═══ Sayfa alıntısı
Bu ayda, her gece, Cehenneme girmesi gereken, binlerce Müslüman affolur, azat olur. Bu ayda, Cennet kapıları açılır. Cehennem kapıları kapanır. Şeytanlar, zincirlere bağlanır. Rahmet kapıları açılır. Allahü teâlâ, bu mübarek ayda Onun şanına yakışacak, kulluk yapmayı ve Rabbimizin razı olduğu, beğendiği yolda bulunmayı, hepimize nasip eylesin! Âmin. (Mektubat ,1.c. 45.m.)
Açıktan oruç yiyen, bu aya hürmet etmemiş olur. Namaz kılmayanın da, oruç tutması ve haramlardan kaçınması gerekir. Bunların orucu kabul olur ve imanları olduğu anlaşılır.
Ramazan-ı şerifte, oruç tutmak çok sevaptır. Özürsüz oruç tutmamak büyük günahtır. Hadis-i şerifte, (Özürsüz, Ramazanda bir gün oruç tutmayan, bunun yerine bütün yıl boyu oruç tutsa, Ramazandaki o bir günkü sevaba kavuşamaz) buyuruldu. [Tirmizi]
(Ama dini bir mazeret varsa oruç tutmamak günah olmaz.)
══════
▶ Görev tanımı: Yukarıdaki sayfa alıntısını iki cümlede özetleyiniz.
═══ Sağlanan veriler
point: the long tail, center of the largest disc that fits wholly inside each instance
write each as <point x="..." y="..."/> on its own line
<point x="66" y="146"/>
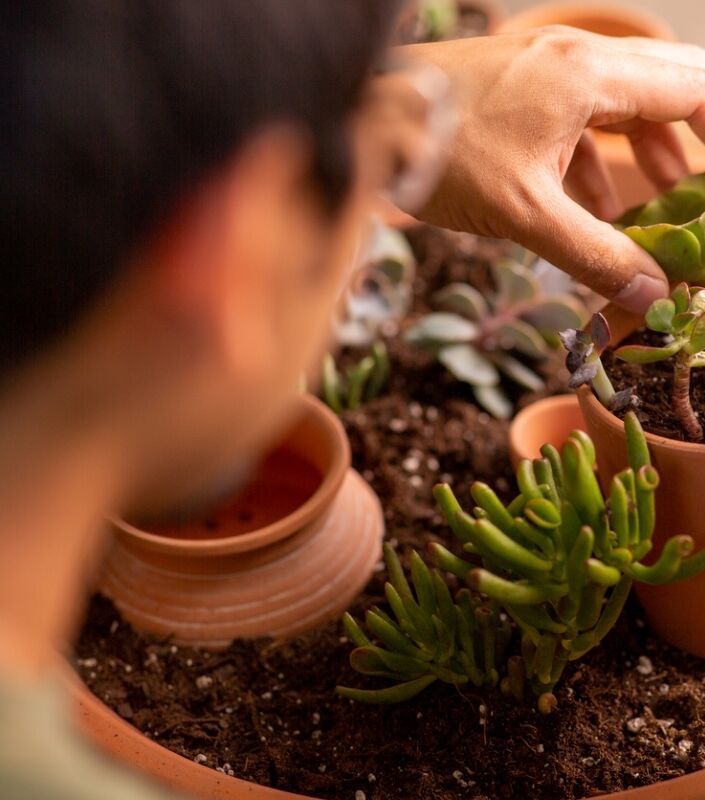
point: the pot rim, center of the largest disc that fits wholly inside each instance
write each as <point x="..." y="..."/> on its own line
<point x="555" y="404"/>
<point x="596" y="408"/>
<point x="103" y="727"/>
<point x="653" y="25"/>
<point x="338" y="444"/>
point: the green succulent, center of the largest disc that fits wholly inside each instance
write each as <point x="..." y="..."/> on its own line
<point x="681" y="317"/>
<point x="583" y="361"/>
<point x="361" y="382"/>
<point x="560" y="559"/>
<point x="672" y="229"/>
<point x="438" y="18"/>
<point x="430" y="637"/>
<point x="471" y="334"/>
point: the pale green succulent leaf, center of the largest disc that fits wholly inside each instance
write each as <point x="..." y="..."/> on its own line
<point x="521" y="336"/>
<point x="556" y="313"/>
<point x="442" y="328"/>
<point x="467" y="364"/>
<point x="462" y="299"/>
<point x="677" y="250"/>
<point x="515" y="283"/>
<point x="518" y="372"/>
<point x="640" y="354"/>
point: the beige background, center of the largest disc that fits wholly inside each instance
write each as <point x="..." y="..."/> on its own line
<point x="687" y="17"/>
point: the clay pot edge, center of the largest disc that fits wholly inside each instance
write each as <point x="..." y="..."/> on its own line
<point x="278" y="530"/>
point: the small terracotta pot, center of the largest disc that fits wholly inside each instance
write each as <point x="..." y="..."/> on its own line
<point x="611" y="20"/>
<point x="289" y="552"/>
<point x="676" y="612"/>
<point x="125" y="743"/>
<point x="547" y="421"/>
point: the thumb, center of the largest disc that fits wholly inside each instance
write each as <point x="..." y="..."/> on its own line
<point x="594" y="253"/>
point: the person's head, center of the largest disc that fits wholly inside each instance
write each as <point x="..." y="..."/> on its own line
<point x="179" y="180"/>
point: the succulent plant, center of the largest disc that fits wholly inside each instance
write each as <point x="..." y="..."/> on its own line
<point x="672" y="229"/>
<point x="383" y="291"/>
<point x="471" y="335"/>
<point x="438" y="18"/>
<point x="681" y="317"/>
<point x="583" y="361"/>
<point x="361" y="382"/>
<point x="431" y="637"/>
<point x="560" y="559"/>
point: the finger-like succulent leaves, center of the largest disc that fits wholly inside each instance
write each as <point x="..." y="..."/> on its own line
<point x="559" y="558"/>
<point x="472" y="334"/>
<point x="672" y="229"/>
<point x="361" y="383"/>
<point x="430" y="637"/>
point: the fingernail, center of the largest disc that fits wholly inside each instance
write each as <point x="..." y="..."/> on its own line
<point x="641" y="293"/>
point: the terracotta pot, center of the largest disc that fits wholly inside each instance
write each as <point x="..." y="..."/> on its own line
<point x="609" y="19"/>
<point x="125" y="743"/>
<point x="288" y="553"/>
<point x="612" y="20"/>
<point x="675" y="611"/>
<point x="550" y="421"/>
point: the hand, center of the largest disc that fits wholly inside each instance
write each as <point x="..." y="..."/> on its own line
<point x="526" y="103"/>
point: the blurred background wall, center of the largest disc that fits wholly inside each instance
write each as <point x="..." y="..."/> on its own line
<point x="687" y="17"/>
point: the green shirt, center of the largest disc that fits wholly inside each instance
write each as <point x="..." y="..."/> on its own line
<point x="42" y="757"/>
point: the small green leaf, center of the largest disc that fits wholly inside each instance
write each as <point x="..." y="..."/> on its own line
<point x="696" y="342"/>
<point x="640" y="354"/>
<point x="469" y="365"/>
<point x="521" y="336"/>
<point x="517" y="371"/>
<point x="442" y="328"/>
<point x="393" y="694"/>
<point x="660" y="315"/>
<point x="556" y="314"/>
<point x="462" y="299"/>
<point x="493" y="400"/>
<point x="681" y="297"/>
<point x="515" y="283"/>
<point x="677" y="250"/>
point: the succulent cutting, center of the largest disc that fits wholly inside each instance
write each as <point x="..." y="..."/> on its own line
<point x="359" y="384"/>
<point x="472" y="334"/>
<point x="672" y="229"/>
<point x="681" y="318"/>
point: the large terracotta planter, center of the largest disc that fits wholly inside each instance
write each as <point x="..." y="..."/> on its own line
<point x="288" y="553"/>
<point x="125" y="743"/>
<point x="676" y="612"/>
<point x="611" y="19"/>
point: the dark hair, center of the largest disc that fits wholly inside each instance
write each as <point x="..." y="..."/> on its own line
<point x="113" y="109"/>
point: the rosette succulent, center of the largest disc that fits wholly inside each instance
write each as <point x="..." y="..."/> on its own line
<point x="359" y="384"/>
<point x="681" y="318"/>
<point x="430" y="637"/>
<point x="474" y="335"/>
<point x="672" y="229"/>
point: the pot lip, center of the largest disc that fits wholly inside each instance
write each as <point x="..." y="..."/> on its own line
<point x="334" y="434"/>
<point x="555" y="404"/>
<point x="595" y="408"/>
<point x="102" y="726"/>
<point x="653" y="25"/>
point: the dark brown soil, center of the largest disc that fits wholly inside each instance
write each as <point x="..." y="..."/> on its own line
<point x="653" y="385"/>
<point x="629" y="713"/>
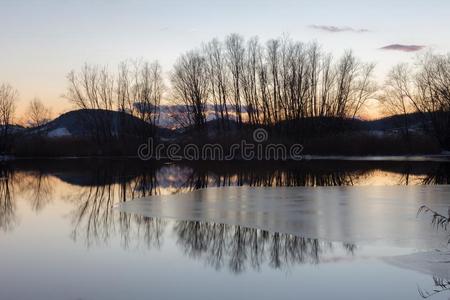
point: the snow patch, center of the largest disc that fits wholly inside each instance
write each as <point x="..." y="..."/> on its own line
<point x="58" y="132"/>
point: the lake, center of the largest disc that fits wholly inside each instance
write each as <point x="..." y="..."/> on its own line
<point x="124" y="229"/>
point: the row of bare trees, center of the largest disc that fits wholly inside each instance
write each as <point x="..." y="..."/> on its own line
<point x="265" y="84"/>
<point x="246" y="81"/>
<point x="8" y="97"/>
<point x="423" y="87"/>
<point x="136" y="88"/>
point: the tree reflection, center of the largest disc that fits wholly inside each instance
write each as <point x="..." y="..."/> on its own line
<point x="240" y="248"/>
<point x="7" y="205"/>
<point x="95" y="220"/>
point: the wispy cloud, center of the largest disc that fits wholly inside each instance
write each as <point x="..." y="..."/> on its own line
<point x="404" y="48"/>
<point x="335" y="29"/>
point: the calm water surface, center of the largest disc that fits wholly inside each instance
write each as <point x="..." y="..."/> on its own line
<point x="63" y="237"/>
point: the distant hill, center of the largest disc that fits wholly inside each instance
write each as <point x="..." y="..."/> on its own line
<point x="79" y="123"/>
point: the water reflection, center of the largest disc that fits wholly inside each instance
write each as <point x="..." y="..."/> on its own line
<point x="7" y="204"/>
<point x="239" y="248"/>
<point x="440" y="285"/>
<point x="99" y="184"/>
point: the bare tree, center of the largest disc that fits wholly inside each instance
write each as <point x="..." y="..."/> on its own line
<point x="395" y="99"/>
<point x="8" y="98"/>
<point x="235" y="61"/>
<point x="38" y="113"/>
<point x="190" y="86"/>
<point x="426" y="87"/>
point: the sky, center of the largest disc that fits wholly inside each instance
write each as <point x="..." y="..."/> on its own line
<point x="41" y="41"/>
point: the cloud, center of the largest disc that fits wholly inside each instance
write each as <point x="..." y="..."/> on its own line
<point x="335" y="29"/>
<point x="404" y="48"/>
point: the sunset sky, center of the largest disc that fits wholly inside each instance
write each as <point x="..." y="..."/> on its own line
══════
▶ Doğru çıktı: Ramazan ayında her gece binlerce Müslüman affolur; Cennet ve rahmet kapıları açılır, Cehennem kapıları kapanır ve şeytanlar zincirlere bağlanır. Bu ayda oruç tutmak çok sevaptır, özürsüz oruç tutmamak ise büyük günahtır; ancak dini bir mazeret varsa oruç tutmamak günah olmaz.